▶ [Set task] Return the material below line for line, without changing anything.

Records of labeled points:
# # # # # # #
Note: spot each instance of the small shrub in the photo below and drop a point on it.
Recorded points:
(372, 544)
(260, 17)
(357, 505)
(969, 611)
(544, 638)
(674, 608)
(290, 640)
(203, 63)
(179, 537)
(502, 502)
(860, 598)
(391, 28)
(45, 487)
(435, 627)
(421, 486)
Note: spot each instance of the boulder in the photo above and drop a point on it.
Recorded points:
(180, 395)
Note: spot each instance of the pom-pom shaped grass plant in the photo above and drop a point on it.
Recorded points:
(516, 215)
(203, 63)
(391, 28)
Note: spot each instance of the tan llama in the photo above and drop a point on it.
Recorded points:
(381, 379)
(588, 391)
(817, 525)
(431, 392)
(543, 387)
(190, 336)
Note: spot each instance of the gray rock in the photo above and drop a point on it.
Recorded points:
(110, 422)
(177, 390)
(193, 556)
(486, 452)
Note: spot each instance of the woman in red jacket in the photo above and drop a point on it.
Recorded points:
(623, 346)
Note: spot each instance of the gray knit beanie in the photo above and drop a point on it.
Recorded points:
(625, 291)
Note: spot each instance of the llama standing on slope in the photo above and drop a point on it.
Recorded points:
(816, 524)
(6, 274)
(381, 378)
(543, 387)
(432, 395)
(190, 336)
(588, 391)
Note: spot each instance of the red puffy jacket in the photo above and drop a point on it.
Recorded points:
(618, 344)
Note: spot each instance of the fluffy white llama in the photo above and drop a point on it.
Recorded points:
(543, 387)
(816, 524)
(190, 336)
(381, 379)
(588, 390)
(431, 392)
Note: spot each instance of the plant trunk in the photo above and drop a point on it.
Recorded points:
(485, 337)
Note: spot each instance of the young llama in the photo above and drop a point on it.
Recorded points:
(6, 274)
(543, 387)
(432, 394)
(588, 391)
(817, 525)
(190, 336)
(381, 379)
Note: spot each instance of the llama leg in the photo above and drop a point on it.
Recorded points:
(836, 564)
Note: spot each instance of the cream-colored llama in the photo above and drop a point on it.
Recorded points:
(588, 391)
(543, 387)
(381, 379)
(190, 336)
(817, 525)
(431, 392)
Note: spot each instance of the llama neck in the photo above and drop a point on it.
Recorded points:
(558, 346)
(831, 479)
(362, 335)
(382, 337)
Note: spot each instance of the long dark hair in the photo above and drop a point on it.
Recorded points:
# # # # # # #
▶ [Result below]
Note: spot each instance of the small shrub in the photo below and drop a point on it.
Recorded points:
(372, 544)
(260, 17)
(357, 505)
(969, 611)
(544, 638)
(674, 608)
(290, 640)
(203, 63)
(179, 537)
(502, 502)
(860, 598)
(391, 28)
(45, 487)
(435, 627)
(421, 486)
Note: spot each instance of the boulder in the photo above and drop a point on it.
Recorded points:
(180, 395)
Note: spot each instance of the pom-pom shaped grass plant in the photo above and drop a point on it.
Recorded points:
(516, 215)
(203, 63)
(391, 28)
Note: spot each instance of the tan llama in the photo above and drop a point on it.
Recorded points:
(381, 379)
(588, 391)
(817, 525)
(431, 392)
(543, 387)
(190, 336)
Note: spot each instance of the gray rock in the photo above and drop a point on it.
Recorded points:
(110, 422)
(177, 390)
(193, 556)
(486, 452)
Note: spot each instance of the woman in red jacket in the photo above and drop a point on it.
Recorded points:
(623, 346)
Note: spot each instance of the gray knit beanie in the photo above and drop a point on it.
Recorded points:
(625, 291)
Note: spot each instance of the llama standing on slope in the photo above and drop a point on it.
Recorded points:
(816, 524)
(6, 274)
(381, 378)
(543, 387)
(432, 395)
(190, 336)
(588, 391)
Note: spot each instance of the red puffy jacket in the photo above and drop a point on it.
Recorded points:
(618, 344)
Note: spot each instance of the fluffy white llama in the photo above and drop a point on it.
Recorded points:
(543, 387)
(816, 524)
(190, 336)
(381, 379)
(588, 390)
(431, 392)
Note: spot each instance of the plant trunk in the photo above and drop a point on it.
Recorded points:
(485, 337)
Note: spot each instance of the young llama in the photo above and drop a point on it.
Recorded points:
(6, 274)
(543, 387)
(432, 394)
(588, 391)
(817, 525)
(190, 336)
(381, 379)
Note: spot each instance of the llama leg in the photo above and drop a point on it.
Recorded points:
(836, 564)
Note: spot each instance of the cream-colored llama in the photo above and drop a point on it.
Recorded points:
(588, 391)
(543, 387)
(381, 379)
(190, 336)
(817, 525)
(431, 392)
Note: spot each instance of the llama neck in the photo above and drop a point on it.
Recorded points:
(558, 346)
(831, 479)
(362, 335)
(382, 337)
Note: spot each instance of the long dark hair in the photo above and drop a point on it.
Recorded points:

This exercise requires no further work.